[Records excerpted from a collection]
|---|
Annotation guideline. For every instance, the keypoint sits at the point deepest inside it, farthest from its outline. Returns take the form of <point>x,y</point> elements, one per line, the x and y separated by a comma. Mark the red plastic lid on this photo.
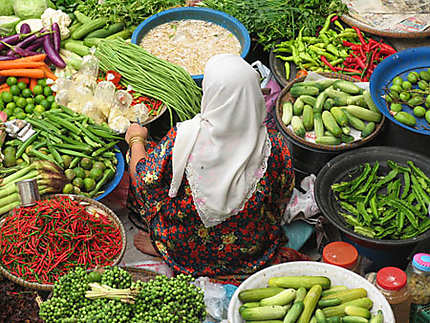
<point>341,254</point>
<point>391,278</point>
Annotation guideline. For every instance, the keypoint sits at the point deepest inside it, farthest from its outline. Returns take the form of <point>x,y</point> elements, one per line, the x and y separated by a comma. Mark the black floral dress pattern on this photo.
<point>241,245</point>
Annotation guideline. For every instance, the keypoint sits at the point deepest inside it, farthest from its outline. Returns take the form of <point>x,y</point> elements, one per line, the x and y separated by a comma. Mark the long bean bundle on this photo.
<point>151,76</point>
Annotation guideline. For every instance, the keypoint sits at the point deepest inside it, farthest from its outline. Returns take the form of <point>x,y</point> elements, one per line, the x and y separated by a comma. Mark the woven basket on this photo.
<point>100,207</point>
<point>286,97</point>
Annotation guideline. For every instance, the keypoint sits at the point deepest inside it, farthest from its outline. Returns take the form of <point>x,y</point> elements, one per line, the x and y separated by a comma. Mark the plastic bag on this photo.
<point>302,205</point>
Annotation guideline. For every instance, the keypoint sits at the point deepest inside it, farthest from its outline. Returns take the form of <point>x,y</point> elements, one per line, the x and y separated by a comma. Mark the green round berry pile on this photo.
<point>160,300</point>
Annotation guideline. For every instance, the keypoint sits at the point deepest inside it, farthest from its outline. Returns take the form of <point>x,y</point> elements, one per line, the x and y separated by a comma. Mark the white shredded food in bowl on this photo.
<point>190,43</point>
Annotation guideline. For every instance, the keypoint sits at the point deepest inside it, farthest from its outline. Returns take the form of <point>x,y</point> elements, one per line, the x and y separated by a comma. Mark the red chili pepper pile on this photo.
<point>42,242</point>
<point>364,57</point>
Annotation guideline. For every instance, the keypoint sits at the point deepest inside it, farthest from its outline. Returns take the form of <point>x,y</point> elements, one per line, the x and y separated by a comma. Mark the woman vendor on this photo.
<point>213,190</point>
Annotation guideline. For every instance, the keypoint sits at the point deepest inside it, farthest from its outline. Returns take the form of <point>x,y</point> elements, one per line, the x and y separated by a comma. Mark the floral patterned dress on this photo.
<point>241,245</point>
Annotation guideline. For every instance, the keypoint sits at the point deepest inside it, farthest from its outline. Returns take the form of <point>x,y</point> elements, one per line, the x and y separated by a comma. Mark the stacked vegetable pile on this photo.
<point>82,297</point>
<point>344,51</point>
<point>301,299</point>
<point>410,94</point>
<point>42,242</point>
<point>329,107</point>
<point>386,206</point>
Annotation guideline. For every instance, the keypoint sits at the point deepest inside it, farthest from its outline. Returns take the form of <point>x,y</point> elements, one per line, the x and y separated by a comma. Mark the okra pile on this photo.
<point>307,299</point>
<point>328,108</point>
<point>386,205</point>
<point>409,98</point>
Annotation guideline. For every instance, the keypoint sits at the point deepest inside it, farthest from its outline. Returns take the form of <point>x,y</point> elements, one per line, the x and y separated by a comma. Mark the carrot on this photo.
<point>48,72</point>
<point>33,83</point>
<point>24,72</point>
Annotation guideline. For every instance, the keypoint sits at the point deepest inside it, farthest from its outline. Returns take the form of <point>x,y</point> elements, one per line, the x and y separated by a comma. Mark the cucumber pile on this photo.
<point>329,108</point>
<point>410,98</point>
<point>307,299</point>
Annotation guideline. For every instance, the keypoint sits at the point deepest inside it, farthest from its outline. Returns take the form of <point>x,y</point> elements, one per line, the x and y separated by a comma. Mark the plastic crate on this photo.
<point>420,313</point>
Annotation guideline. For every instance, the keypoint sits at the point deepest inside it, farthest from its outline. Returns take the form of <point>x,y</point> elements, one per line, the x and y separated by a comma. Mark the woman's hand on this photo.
<point>136,131</point>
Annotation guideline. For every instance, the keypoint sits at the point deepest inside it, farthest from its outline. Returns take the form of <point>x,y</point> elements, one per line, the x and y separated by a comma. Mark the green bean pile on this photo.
<point>151,76</point>
<point>392,206</point>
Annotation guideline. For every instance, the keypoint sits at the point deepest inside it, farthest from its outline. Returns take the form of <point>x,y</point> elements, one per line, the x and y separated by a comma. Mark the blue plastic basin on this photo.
<point>220,18</point>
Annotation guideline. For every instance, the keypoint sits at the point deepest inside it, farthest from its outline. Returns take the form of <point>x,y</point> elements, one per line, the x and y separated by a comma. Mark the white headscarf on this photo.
<point>224,149</point>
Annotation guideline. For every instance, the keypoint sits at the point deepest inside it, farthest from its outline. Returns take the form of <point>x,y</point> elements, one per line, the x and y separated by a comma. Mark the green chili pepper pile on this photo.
<point>393,206</point>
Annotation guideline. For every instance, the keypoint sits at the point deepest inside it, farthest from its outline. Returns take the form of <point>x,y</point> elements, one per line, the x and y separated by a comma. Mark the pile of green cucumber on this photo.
<point>86,33</point>
<point>330,107</point>
<point>306,299</point>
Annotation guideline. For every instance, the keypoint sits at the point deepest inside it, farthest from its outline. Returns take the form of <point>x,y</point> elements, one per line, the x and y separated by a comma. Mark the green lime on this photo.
<point>11,81</point>
<point>89,184</point>
<point>45,104</point>
<point>26,93</point>
<point>39,98</point>
<point>38,89</point>
<point>21,102</point>
<point>96,173</point>
<point>14,89</point>
<point>6,97</point>
<point>94,277</point>
<point>21,85</point>
<point>29,108</point>
<point>38,109</point>
<point>47,91</point>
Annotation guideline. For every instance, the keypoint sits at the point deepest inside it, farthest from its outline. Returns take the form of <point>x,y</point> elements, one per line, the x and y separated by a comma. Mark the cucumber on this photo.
<point>329,302</point>
<point>83,19</point>
<point>283,298</point>
<point>347,87</point>
<point>370,127</point>
<point>263,313</point>
<point>363,113</point>
<point>287,113</point>
<point>319,103</point>
<point>308,117</point>
<point>88,27</point>
<point>307,99</point>
<point>328,140</point>
<point>405,118</point>
<point>77,47</point>
<point>330,123</point>
<point>369,101</point>
<point>300,131</point>
<point>310,302</point>
<point>257,294</point>
<point>297,91</point>
<point>294,312</point>
<point>299,281</point>
<point>340,117</point>
<point>318,125</point>
<point>104,32</point>
<point>357,311</point>
<point>298,107</point>
<point>353,121</point>
<point>354,319</point>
|---|
Scale the stretch of the listing from its start through the line containing "<point>286,97</point>", both ends included, and give back only those lines. Reproduce every line, requests included, but multiply each x and y coordinate in the answers by 1.85 and round to the nearest whole number, with halves rounded up. Leave out the pictures.

Annotation guideline. For every instance, the keypoint sits at the point deepest inside it, farthest from its outline. Returns take the form of <point>x,y</point> elements, one per line, the x and y separated by a comma. Mark the red plastic lid on this photo.
<point>631,470</point>
<point>723,514</point>
Annotation guideline. For every instance, the keypoint sits at the point deepest inside it, farthest from its outline. Returns take the form of <point>x,y</point> elements, one per line, the x and y separated by a comma. Mark the black floral dress pattern on this photo.
<point>446,453</point>
Annotation guideline. For every instance, the keypoint sits at the point deepest inside it, farthest from its outline. Returns take the form of <point>x,y</point> elements, one per line, the x and y separated by a comma. Mark the long bean bundle on this photo.
<point>279,141</point>
Annotation guideline. For every instance, the keypoint sits at the point deepest inside it, farthest from its outline. Returns take the form of <point>x,y</point> elements, one per line, the x and y separated by a comma. Mark the woven basket on this photo.
<point>185,383</point>
<point>529,179</point>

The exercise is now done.